▶ _Exercise input_
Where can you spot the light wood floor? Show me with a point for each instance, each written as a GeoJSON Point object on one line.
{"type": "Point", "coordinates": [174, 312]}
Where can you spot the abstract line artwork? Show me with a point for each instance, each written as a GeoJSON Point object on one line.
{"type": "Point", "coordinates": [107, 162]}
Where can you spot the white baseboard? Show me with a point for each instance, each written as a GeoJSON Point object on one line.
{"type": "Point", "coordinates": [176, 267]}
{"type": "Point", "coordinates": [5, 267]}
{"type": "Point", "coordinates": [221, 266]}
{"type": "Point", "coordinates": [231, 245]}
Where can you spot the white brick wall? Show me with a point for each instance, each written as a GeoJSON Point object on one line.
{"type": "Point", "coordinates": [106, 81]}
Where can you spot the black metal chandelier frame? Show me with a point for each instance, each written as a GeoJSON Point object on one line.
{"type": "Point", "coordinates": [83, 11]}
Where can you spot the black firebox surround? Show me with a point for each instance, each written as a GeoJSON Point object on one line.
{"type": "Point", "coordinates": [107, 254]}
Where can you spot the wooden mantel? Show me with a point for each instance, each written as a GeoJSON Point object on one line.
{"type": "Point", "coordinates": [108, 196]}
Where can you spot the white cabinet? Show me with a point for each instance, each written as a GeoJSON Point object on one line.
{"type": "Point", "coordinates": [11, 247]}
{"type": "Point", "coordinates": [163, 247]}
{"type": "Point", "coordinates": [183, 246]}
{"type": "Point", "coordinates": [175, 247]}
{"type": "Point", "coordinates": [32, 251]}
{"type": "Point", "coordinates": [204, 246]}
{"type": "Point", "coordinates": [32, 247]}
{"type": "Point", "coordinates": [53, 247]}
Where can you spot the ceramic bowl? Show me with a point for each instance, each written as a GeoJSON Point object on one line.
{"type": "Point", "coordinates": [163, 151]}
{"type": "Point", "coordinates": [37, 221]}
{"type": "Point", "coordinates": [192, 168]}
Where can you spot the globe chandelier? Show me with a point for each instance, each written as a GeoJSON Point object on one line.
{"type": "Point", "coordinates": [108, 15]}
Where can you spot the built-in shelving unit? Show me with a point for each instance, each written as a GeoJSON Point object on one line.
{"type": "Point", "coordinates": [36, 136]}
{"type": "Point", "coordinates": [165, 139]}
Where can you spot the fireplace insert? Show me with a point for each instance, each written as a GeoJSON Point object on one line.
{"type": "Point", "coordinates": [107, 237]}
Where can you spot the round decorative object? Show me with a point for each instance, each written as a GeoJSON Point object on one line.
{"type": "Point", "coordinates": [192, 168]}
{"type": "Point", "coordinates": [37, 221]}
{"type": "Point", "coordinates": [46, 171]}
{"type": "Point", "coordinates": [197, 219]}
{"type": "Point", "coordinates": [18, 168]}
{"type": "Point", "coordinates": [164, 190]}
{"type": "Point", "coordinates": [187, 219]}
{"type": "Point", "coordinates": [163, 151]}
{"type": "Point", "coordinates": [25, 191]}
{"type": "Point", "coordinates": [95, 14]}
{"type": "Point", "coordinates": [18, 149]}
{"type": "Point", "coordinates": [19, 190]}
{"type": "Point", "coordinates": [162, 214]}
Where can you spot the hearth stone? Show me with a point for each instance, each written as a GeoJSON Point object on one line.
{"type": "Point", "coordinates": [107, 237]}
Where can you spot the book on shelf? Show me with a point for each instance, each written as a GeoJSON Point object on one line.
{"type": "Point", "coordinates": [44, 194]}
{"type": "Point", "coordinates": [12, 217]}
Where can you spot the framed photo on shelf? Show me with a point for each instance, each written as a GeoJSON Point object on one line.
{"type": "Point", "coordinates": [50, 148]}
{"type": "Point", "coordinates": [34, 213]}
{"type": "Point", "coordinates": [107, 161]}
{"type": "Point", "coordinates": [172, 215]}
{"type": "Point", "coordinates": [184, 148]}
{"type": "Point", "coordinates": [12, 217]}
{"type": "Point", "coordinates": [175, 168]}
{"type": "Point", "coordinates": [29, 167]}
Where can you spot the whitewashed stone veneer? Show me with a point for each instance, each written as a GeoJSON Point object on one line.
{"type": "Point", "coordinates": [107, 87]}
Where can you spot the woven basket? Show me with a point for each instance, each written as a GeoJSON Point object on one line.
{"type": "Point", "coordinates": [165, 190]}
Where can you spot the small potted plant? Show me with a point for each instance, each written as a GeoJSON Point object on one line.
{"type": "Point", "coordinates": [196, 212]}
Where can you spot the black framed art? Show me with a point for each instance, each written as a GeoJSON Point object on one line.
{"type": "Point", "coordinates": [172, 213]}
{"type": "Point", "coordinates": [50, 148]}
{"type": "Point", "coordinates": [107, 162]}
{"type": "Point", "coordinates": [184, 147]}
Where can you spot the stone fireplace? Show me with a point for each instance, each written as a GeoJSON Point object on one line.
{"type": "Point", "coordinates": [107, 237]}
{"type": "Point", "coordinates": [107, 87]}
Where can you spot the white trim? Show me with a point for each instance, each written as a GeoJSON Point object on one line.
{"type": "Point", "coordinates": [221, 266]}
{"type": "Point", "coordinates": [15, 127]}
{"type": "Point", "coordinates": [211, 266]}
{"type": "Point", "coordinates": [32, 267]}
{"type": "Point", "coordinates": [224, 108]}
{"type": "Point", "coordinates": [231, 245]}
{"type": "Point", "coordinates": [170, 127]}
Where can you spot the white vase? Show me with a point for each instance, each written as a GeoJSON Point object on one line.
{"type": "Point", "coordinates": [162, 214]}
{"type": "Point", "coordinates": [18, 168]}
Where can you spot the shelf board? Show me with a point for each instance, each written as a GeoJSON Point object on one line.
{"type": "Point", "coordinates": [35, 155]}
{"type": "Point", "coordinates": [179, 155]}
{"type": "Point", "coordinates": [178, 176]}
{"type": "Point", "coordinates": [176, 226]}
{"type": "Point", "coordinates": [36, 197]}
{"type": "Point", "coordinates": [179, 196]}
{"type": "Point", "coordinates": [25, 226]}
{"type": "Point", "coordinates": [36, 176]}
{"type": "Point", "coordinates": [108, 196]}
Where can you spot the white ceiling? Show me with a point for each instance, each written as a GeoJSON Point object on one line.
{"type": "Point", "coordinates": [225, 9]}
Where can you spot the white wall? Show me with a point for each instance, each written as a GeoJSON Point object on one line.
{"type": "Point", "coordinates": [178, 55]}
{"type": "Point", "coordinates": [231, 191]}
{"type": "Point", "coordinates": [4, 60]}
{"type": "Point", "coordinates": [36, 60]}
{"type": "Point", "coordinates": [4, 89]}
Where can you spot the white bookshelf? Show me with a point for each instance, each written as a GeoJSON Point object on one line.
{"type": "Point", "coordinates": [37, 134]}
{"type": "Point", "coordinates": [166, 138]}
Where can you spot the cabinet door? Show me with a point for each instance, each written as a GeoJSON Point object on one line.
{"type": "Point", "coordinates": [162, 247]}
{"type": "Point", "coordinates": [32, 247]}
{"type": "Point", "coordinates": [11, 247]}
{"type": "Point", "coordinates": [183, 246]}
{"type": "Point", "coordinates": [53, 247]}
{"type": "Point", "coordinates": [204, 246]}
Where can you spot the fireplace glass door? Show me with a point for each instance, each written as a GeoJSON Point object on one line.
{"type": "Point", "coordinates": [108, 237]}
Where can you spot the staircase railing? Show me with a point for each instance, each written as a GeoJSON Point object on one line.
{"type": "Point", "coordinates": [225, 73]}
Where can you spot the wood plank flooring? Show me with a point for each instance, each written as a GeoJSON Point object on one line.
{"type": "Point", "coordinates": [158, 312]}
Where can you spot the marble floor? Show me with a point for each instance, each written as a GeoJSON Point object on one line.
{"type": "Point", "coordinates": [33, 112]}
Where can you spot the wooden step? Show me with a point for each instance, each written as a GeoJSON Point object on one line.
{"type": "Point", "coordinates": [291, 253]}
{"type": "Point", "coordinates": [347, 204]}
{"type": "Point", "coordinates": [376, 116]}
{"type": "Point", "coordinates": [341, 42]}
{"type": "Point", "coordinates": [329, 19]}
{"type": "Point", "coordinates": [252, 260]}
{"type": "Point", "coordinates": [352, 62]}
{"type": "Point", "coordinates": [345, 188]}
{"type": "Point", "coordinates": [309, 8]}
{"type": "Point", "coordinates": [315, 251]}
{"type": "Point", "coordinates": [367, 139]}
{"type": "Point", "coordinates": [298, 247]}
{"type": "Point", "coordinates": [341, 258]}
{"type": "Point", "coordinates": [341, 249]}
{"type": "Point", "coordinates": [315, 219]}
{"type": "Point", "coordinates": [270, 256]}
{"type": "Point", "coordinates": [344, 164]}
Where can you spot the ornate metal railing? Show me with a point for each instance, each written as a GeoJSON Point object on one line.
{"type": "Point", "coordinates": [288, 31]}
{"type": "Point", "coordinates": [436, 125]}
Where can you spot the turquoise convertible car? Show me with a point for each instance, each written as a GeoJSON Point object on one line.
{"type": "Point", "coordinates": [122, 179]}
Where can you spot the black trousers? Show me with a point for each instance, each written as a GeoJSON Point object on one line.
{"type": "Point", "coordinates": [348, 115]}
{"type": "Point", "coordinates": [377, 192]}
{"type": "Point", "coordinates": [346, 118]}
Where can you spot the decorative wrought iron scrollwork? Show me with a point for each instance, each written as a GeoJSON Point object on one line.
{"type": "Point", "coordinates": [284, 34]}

▶ _Problem to work on_
From the line containing "Where can you spot the decorative" down to the last line of the records above, print every line exactly, with both ends kept.

▶ _Written solution_
Where can you spot the decorative wrought iron scrollwork? Show me with a point for each instance, each written as a GeoJSON Point object on one line.
{"type": "Point", "coordinates": [284, 34]}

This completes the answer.